Given request:
Continue the article on the challenges Barack Obama faces as he begins his presidency, picking up right after its final sentence.

Text extract:
━━━━━━━━━━

Expectations exceeded only by scale of challenges
THE CHALLENGES:The US faces huge problems but Obama has unprecedented goodwill, says Denis Staunton
BARACK Obama starts his presidency with his own party in control of both houses of Congress, the goodwill of most of the world behind him, and a domestic approval rating above 80 per cent. Conservatives who denounced him during the election campaign as a naive and possibly dangerous radical now praise their new president as a thoughtful pragmatist capable of uniting the country.
Meanwhile, progressives refuse to allow their faith in Obama to be shaken by any disappointment – from the president’s edging away from campaign promises to his calculated insults, such as the choice of anti-gay, conservative evangelical Rick Warren to deliver the invocation at yesterday’s inauguration.
The depth of the economic crisis has created, for the first time since the 1970s, a popular consensus in favour of using the power of government to generate economic growth and most Americans are eager for a change from the disastrous foreign policy pursued by George Bush.
Two out of three Americans expect Obama to be an “above average” president and one third believe he will be “outstanding”, according to an Associated Press poll last week Such popular confidence is encouraging but the new president may feel uneasy about some of the poll’s other numbers, including the two- thirds majority that expects unemployment to fall and their own economic situation to improve.
The United States has to create at least one million jobs each year just to keep pace with population changes; instead, it is losing jobs at the rate of half a million each month. Last weekend, Circuit City, an electronics retail chain, announced that it was closing all its stores with the loss of 30,000 jobs.
If the current trend continues, unemployment will be above 9 per cent by the end of this year (if you count those who have given up looking for work and workers who can only find part-time jobs, the figure could be 15 per cent). In Europe, an unemployment rate of 9 per cent is considered unsatisfactory but not a disaster because comprehensive social welfare systems can protect most workers from poverty until the economy improves.
In the US, however, a 9 per cent unemployment rate would drive millions of people into deep poverty, including many whose health insurance is linked to their jobs. It would mean more evictions as mortgage-payers default, driving house prices lower. Lower employment also means lower tax revenues for state and local authorities, causing further cuts in services to those in need.
Obama’s most pressing challenge is to halt his country’s slide into a catastrophic depression by investing hundreds of billions of dollars into government-funded projects that will put millions of Americans to work. During earlier recessions, the Federal Reserve has cut interest rates to encourage private borrowing and investment; today, with US interest rates close to zero but credit hard to come by, only massive government spending can make a difference.

━━━━━━━━━━

Supplied data:

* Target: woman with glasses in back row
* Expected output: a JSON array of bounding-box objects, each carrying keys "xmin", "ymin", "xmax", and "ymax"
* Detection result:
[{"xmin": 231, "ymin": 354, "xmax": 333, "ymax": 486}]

━━━━━━━━━━

In response:
With a federal budget deficit already above a trillion dollars (that’s $1,000,000,000,000) fiscal conservatives, including some Democrats, are sceptical about Obama’s plan to spend a further $850 billion on an economic stimulus plan. Some economists fear, however, that Obama’s proposal may be too modest to turn the economy around.
The new president has attempted to mollify conservatives by making tax cuts part of his plan, despite the fact that most experts agree that infrastructural projects like new roads and bridges are a more efficient way of stimulating economic activity.
Obama has insisted that his plans to expand access to healthcare and to encourage a move away from the use of fossil fuels will not be delayed by the economic crisis but are part of the solution to it.
The president’s progressive supporters were cheered by the flat declaration from incoming attorney general Eric Holder that waterboarding – a form of controlled drowning used in CIA interrogations – is torture. Obama has made clear that he will put an end to torture by US personnel, shut down the network of secret CIA prisons across the world, and close the detention centre at Guantánamo Bay.
Closing Guantánamo may take longer than he hoped, as the new administration seeks to persuade US allies to accept some detainees who cannot be sent home and Washington decides how to try those it believes have committed crimes. Since many of the detainees may have been tortured, much of the evidence against them could be inadmissible in a civilian US court.
A more delicate political problem is what to do about Bush administration officials who may have broken the law by authorising or practising torture.
Obama has hinted that he opposes prosecuting such offenders but civil rights campaigners believe that some form of accountability is essential to prevent a repeat of the excesses of the “war on terror”.
Closing Guantánamo will help to burnish Obama’s already glowing image among US allies, who are eager for a return to multilateralism after the end of the Bush years. Obama’s foreign policy and national security team is dominated by conservatives and centrists, led by Hillary Clinton as secretary of state, Jim Jones as national security adviser and Bob Gates, who is staying on as defence secretary.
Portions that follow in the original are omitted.